Glen Warren, Antero's President and Chief Financial Officer, commented "Antero has the largest firm transport portfolio of any Appalachian producer with an average of 3.4 Bcf/d by 2016, thereby reducing our exposure to Appalachian pricing indices to 32%.  Our firm transportation portfolio gives us great visibility on production growth and basis exposure.  We now have sufficient firm transportation capacity to accommodate Antero's accelerated development program for the foreseeable future while also securing access to the most favorable pricing regions.  We believe that our industry leading firm transportation portfolio provides Antero with a significant competitive advantage as we expect the Appalachian region will remain the epicenter of natural gas development in North America for some time."

NGLs

As previously announced, Antero has signed an agreement to become the anchor ethane supplier for the Ascent petrochemical complex in Wood County, West Virginia.  Under the agreement, Antero intends to provide 30,000 barrels per day of ethane to Ascent which represents almost half of the volume required to operate the Ascent ethane cracker that is planned for the Parkersburg, West Virginia site.  This agreement is contingent upon Ascent reaching a final investment decision once the multi-year feasibility analysis is completed and a construction decision has been made.

[Detection examples]
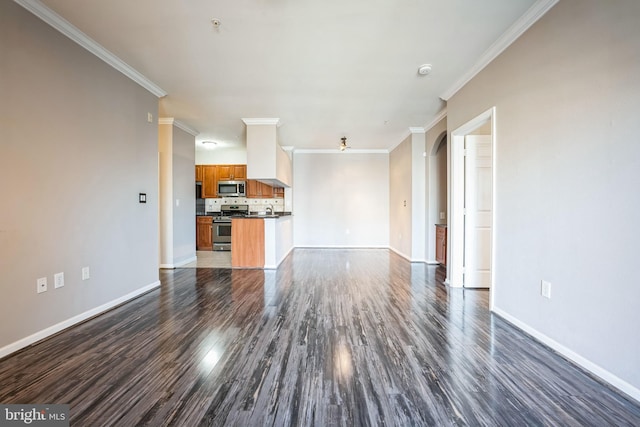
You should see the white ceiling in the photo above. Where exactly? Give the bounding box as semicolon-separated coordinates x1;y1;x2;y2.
31;0;540;149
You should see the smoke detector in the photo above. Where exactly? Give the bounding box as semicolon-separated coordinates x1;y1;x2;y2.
418;64;431;76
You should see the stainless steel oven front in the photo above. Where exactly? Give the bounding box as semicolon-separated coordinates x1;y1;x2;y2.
212;218;231;251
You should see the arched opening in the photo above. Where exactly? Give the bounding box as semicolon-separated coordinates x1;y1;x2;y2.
426;131;448;264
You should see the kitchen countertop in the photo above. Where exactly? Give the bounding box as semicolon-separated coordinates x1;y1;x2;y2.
196;212;291;219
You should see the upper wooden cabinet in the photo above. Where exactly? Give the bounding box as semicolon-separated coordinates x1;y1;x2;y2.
201;165;218;199
246;179;273;199
217;165;247;181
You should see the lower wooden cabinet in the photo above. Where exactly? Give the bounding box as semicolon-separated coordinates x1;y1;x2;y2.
196;216;213;251
436;225;447;265
231;218;264;268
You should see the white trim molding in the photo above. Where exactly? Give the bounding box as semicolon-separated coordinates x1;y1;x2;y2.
0;280;160;358
14;0;167;98
440;0;559;101
158;117;200;136
242;118;281;126
491;307;640;402
424;108;447;132
293;148;389;154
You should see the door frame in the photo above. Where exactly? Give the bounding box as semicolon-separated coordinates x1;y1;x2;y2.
447;107;496;309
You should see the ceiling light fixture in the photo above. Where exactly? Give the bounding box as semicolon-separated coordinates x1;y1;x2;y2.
418;64;431;76
340;136;349;151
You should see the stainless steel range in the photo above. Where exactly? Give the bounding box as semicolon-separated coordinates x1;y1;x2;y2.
213;205;249;251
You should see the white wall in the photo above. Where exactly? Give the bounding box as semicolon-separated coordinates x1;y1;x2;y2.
172;126;196;266
293;152;389;247
447;0;640;399
0;1;159;357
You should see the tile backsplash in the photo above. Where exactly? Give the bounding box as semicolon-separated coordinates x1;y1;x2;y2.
205;197;284;212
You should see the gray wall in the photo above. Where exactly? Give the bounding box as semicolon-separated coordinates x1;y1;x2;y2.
0;1;158;352
293;151;389;247
448;0;640;397
389;135;412;259
425;117;448;263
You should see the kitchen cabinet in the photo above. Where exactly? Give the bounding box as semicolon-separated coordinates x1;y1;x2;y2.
202;165;218;199
246;179;273;199
196;216;213;251
231;218;265;268
436;225;447;265
217;165;247;181
273;187;284;199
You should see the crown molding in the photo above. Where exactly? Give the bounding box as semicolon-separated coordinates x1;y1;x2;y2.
173;120;200;136
293;148;389;154
424;108;447;132
440;0;559;101
14;0;167;98
242;118;280;126
158;117;200;136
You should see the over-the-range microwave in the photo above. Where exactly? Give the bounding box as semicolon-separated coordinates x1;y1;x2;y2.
218;181;247;197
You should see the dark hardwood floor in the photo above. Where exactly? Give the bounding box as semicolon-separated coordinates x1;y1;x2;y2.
0;249;640;426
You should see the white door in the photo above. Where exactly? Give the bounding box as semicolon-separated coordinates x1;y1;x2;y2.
463;135;493;288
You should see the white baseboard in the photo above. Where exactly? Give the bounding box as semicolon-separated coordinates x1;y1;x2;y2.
293;245;390;249
0;280;160;358
174;255;198;268
387;246;411;262
492;307;640;402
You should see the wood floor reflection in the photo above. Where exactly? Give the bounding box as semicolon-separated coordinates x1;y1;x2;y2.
0;249;640;426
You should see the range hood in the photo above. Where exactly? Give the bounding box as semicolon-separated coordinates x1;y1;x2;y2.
242;118;292;187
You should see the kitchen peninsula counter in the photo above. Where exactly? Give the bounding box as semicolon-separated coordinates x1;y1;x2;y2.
231;216;293;269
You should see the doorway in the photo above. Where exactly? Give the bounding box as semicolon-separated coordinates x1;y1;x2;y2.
447;107;496;307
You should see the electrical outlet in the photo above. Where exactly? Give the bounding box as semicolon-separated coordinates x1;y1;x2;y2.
36;277;47;294
53;273;64;289
540;280;551;299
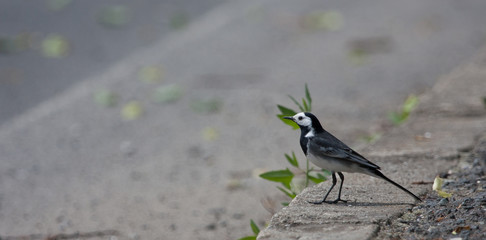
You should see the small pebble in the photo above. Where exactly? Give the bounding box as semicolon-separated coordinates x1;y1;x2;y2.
439;198;449;206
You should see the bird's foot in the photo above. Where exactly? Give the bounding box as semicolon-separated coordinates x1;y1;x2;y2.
307;198;348;205
329;198;348;204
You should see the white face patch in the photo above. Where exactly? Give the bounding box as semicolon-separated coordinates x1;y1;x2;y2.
293;112;312;127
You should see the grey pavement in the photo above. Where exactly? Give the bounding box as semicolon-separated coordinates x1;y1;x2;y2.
0;0;486;239
0;0;226;124
258;48;486;240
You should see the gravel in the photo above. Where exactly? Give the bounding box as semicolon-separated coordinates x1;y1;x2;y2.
376;147;486;240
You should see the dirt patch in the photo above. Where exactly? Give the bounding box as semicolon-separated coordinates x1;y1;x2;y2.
376;142;486;239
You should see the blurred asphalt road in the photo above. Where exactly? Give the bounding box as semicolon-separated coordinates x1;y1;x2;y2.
0;0;486;239
0;0;226;125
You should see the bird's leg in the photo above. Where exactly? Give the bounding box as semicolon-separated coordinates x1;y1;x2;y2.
309;172;336;204
331;172;348;203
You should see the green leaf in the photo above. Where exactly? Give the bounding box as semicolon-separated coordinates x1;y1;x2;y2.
250;219;260;235
277;186;297;199
238;236;256;240
285;152;299;167
277;104;297;116
305;83;312;109
191;98;223;114
289;95;305;112
302;98;310;112
260;168;294;189
41;34;70;58
307;174;327;184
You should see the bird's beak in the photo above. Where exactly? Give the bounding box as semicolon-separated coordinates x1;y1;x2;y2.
283;117;294;121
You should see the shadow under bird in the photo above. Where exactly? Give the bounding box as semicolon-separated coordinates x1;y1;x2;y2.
284;112;421;204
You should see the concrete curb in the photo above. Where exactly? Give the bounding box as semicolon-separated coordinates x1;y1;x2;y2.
257;49;486;240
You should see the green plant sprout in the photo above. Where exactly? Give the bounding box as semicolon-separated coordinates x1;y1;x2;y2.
260;84;330;206
239;84;331;240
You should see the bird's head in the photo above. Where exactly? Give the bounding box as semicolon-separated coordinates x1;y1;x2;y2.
284;112;324;133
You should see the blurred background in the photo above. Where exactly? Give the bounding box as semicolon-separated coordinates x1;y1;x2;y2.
0;0;486;239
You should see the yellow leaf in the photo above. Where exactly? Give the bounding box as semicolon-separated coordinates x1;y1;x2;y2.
432;176;452;198
437;190;452;198
432;176;444;191
121;101;143;120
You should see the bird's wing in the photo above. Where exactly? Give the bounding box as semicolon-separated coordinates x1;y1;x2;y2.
310;132;380;170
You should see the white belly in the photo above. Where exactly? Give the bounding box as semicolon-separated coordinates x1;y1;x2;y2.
307;153;365;173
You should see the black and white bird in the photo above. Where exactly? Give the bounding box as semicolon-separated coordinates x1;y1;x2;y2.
284;112;421;204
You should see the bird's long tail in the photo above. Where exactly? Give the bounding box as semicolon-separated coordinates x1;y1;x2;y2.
371;169;422;201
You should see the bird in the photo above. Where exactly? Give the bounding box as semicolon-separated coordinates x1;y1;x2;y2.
283;112;422;204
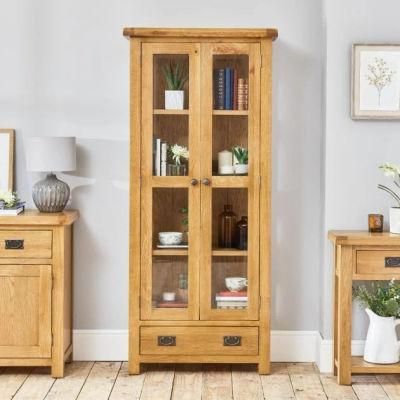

→ **The request**
Please say whether each statement below agrees with the Antero text, answering yes or no and quoting the deciding words. 1. Antero's firm transport portfolio is expected to average 3.4 Bcf/d by 2016. 2. Antero plans to supply all of the ethane needed to run the Ascent cracker. 3. The Ascent agreement stands whether or not Ascent reaches a final investment decision.

→ **Expected output**
1. Yes: "an average of 3.4 Bcf/d by 2016"
2. No: "almost half of the volume required to operate the Ascent ethane cracker"
3. No: "This agreement is contingent upon Ascent reaching a final investment decision"